Reproduce all of the rows below character for character, keeping them in the same order.

::::

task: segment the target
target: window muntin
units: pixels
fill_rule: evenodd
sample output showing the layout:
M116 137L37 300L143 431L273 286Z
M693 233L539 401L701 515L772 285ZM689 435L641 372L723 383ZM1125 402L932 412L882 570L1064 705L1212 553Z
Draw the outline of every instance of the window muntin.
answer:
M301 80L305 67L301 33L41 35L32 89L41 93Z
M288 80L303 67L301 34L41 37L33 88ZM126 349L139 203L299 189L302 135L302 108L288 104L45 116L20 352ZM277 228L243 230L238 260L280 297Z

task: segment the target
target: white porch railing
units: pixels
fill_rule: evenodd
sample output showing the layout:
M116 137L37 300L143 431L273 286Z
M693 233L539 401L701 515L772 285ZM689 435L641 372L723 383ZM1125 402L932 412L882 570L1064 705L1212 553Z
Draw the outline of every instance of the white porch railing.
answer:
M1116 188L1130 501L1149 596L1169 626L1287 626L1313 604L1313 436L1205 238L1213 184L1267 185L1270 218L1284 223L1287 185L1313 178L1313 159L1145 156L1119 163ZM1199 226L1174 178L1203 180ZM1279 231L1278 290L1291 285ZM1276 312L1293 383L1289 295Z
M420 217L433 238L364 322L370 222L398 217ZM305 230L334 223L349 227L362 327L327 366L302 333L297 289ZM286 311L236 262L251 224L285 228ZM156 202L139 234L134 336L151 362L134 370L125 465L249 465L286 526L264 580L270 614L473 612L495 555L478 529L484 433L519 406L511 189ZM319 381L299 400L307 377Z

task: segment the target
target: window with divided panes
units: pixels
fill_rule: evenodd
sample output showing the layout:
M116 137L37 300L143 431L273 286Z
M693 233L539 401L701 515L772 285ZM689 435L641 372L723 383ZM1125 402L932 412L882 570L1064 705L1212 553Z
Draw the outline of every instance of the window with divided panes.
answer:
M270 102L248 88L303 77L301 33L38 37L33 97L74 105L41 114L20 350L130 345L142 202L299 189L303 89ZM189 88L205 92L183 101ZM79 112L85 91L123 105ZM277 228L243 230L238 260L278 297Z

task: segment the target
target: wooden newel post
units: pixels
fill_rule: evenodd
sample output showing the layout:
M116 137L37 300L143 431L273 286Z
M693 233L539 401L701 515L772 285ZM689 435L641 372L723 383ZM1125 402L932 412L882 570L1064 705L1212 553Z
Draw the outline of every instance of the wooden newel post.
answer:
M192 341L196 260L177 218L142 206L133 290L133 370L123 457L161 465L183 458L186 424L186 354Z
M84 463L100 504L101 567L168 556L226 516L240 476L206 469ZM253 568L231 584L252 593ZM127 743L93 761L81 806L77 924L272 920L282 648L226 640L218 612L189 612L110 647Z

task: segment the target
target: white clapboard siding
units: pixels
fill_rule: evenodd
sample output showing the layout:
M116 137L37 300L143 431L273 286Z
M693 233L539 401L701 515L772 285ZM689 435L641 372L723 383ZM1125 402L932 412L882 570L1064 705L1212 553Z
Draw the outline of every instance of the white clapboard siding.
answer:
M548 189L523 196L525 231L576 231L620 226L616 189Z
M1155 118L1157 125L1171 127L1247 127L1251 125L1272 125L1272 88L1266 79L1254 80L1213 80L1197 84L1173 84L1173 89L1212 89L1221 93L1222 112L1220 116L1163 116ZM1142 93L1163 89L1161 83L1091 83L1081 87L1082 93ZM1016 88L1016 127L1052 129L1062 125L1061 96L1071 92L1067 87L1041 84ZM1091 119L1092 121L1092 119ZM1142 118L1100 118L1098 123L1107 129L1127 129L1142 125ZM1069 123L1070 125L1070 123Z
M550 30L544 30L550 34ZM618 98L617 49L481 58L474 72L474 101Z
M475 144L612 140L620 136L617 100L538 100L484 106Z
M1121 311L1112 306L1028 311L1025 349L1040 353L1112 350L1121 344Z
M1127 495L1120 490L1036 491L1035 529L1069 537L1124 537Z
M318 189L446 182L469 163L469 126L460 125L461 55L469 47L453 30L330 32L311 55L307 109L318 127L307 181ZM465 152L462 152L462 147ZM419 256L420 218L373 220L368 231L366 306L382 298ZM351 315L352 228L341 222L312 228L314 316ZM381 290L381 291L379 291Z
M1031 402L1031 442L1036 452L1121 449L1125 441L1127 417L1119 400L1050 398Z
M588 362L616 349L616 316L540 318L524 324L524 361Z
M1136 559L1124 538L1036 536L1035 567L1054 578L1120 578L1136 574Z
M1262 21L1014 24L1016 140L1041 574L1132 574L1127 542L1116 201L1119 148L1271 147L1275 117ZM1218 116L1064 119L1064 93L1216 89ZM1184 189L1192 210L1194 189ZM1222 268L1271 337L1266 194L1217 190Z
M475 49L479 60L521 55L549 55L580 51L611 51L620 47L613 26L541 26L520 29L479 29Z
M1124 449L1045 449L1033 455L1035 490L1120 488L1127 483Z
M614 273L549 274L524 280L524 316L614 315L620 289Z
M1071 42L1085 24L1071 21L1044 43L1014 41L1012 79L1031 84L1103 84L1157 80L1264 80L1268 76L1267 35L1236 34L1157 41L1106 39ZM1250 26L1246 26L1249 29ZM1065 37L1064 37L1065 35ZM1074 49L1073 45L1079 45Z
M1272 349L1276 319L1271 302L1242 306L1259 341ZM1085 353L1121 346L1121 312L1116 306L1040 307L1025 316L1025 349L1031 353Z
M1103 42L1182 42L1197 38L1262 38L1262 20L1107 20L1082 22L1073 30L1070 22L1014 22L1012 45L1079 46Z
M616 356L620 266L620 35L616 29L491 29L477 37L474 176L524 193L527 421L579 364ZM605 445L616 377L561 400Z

::::

> [Full solution]
task: segment the target
target: window muntin
units: pixels
fill_rule: evenodd
sample output showing the layout:
M116 137L37 300L143 431L273 286Z
M693 233L539 401L701 515L772 285ZM689 435L641 372L723 383ZM1125 402L932 412L882 570L1064 705L1212 553Z
Draw the outline of every instance of the window muntin.
answer:
M301 80L305 67L301 33L41 35L32 89L41 93Z
M288 80L303 67L301 34L41 37L33 88ZM126 349L139 203L299 189L302 135L302 108L288 104L45 116L20 352ZM277 228L243 230L238 260L280 297Z

task: segment the target
target: white porch railing
units: pixels
fill_rule: evenodd
sample output showing the layout:
M116 137L37 300L143 431L273 286Z
M693 233L539 401L701 515L772 285ZM689 435L641 372L723 383ZM1125 402L932 412L882 570L1064 705L1212 553Z
Draw the outline of every instance of the white porch railing.
answer:
M1116 188L1130 501L1149 596L1169 626L1287 626L1313 604L1313 436L1205 238L1213 184L1267 185L1270 218L1284 223L1287 185L1313 178L1313 159L1145 156L1119 163ZM1199 226L1174 178L1203 180ZM1279 231L1278 290L1291 285ZM1276 312L1293 383L1289 295Z
M420 217L433 238L364 322L370 222L398 217ZM305 230L334 223L349 227L362 327L327 366L302 333L297 289ZM286 311L236 262L251 224L285 228ZM156 202L139 234L134 336L151 362L134 370L125 465L249 465L286 526L264 580L270 614L473 612L495 555L478 529L484 433L519 406L511 189ZM319 381L299 400L307 377Z

task: segment the target
target: window with divided panes
units: pixels
fill_rule: evenodd
sample output showing the layout:
M116 137L37 300L143 431L273 286Z
M693 233L539 401L701 515L772 285ZM689 435L641 372L723 383ZM1125 402L932 412L882 570L1064 705L1212 553Z
Draw the outline of every instance of the window with divided panes.
answer:
M270 102L248 88L303 77L301 33L38 37L33 97L74 105L41 114L20 350L130 345L142 202L299 189L303 89ZM189 88L205 92L183 101ZM79 112L85 91L123 105ZM277 228L243 230L238 260L278 297Z

task: segment the target
target: wooden newel post
units: pixels
fill_rule: evenodd
sample output showing the layout:
M116 137L37 300L143 431L273 286Z
M693 233L539 401L701 515L772 285ZM689 435L641 372L723 383ZM1125 402L932 412L882 570L1064 705L1212 553Z
Draw the outline of every instance of the wooden newel post.
answer:
M192 341L196 260L177 218L142 206L133 290L133 370L123 457L161 465L183 458L186 424L186 354Z
M84 463L100 504L101 567L168 556L226 516L240 476L206 469ZM253 568L231 584L252 593ZM127 743L93 761L81 806L77 924L272 920L282 648L226 640L218 612L189 612L110 647Z

task: segment the target
target: white clapboard siding
units: pixels
fill_rule: evenodd
sample output showing the layout:
M116 137L37 300L143 431L273 286Z
M693 233L539 401L701 515L772 285ZM689 435L641 372L723 383ZM1125 402L932 412L882 570L1064 705L1212 553Z
Draw the outline of every instance of the white clapboard siding.
answer:
M548 189L523 196L525 231L576 231L620 226L616 189Z
M1155 118L1157 125L1171 127L1247 127L1251 125L1272 125L1272 88L1266 79L1254 80L1213 80L1197 84L1173 84L1173 89L1212 89L1221 93L1222 112L1220 116L1163 116ZM1142 93L1163 89L1161 83L1091 83L1081 87L1082 93ZM1016 88L1016 127L1052 129L1062 125L1061 96L1071 92L1067 87L1041 84ZM1091 119L1092 121L1092 119ZM1142 118L1100 118L1098 123L1107 129L1127 129L1142 125ZM1069 123L1070 125L1070 123Z
M550 30L544 30L550 34ZM618 98L617 49L481 58L474 72L474 101Z
M475 144L612 140L620 136L617 100L538 100L484 106Z
M1121 311L1112 306L1028 311L1025 349L1040 353L1112 350L1121 344Z
M1127 495L1120 490L1036 491L1035 529L1069 537L1124 537Z
M318 189L446 182L469 163L469 126L460 125L461 55L469 47L453 30L330 32L311 55L307 109L318 127L307 181ZM465 152L462 152L462 147ZM419 256L420 218L373 220L368 231L366 306L382 298ZM351 315L352 228L341 222L312 228L314 316ZM381 290L381 291L379 291Z
M1031 402L1031 442L1036 452L1121 449L1125 441L1127 417L1119 400L1050 398Z
M588 362L616 349L616 316L540 318L524 324L524 361Z
M1136 559L1124 538L1036 536L1035 567L1054 578L1120 578L1136 574Z
M1262 21L1014 24L1016 140L1041 574L1132 574L1127 542L1116 201L1119 148L1271 147L1275 117ZM1218 116L1064 119L1064 93L1216 89ZM1184 189L1192 210L1194 189ZM1222 268L1271 337L1266 194L1217 190Z
M475 49L479 60L521 55L549 55L580 51L611 51L620 47L613 26L541 26L520 29L479 29Z
M1124 449L1045 449L1033 455L1035 490L1120 488L1127 483Z
M614 273L549 274L524 280L524 316L614 315L620 289Z
M1071 42L1085 24L1071 21L1044 43L1014 41L1012 79L1031 84L1103 84L1157 80L1264 80L1268 76L1267 35L1236 34L1157 41L1106 39ZM1250 26L1246 26L1249 29ZM1065 37L1064 37L1065 35ZM1074 49L1073 45L1079 45Z
M1272 349L1276 319L1271 302L1242 306L1259 341ZM1085 353L1121 346L1121 312L1116 306L1040 307L1025 316L1025 349L1031 353Z
M1103 42L1182 42L1197 38L1262 38L1262 20L1107 20L1082 22L1073 30L1070 22L1014 22L1012 45L1079 46Z
M616 356L620 266L620 35L616 29L491 29L477 37L474 176L524 193L527 421L579 364ZM605 445L616 377L561 400Z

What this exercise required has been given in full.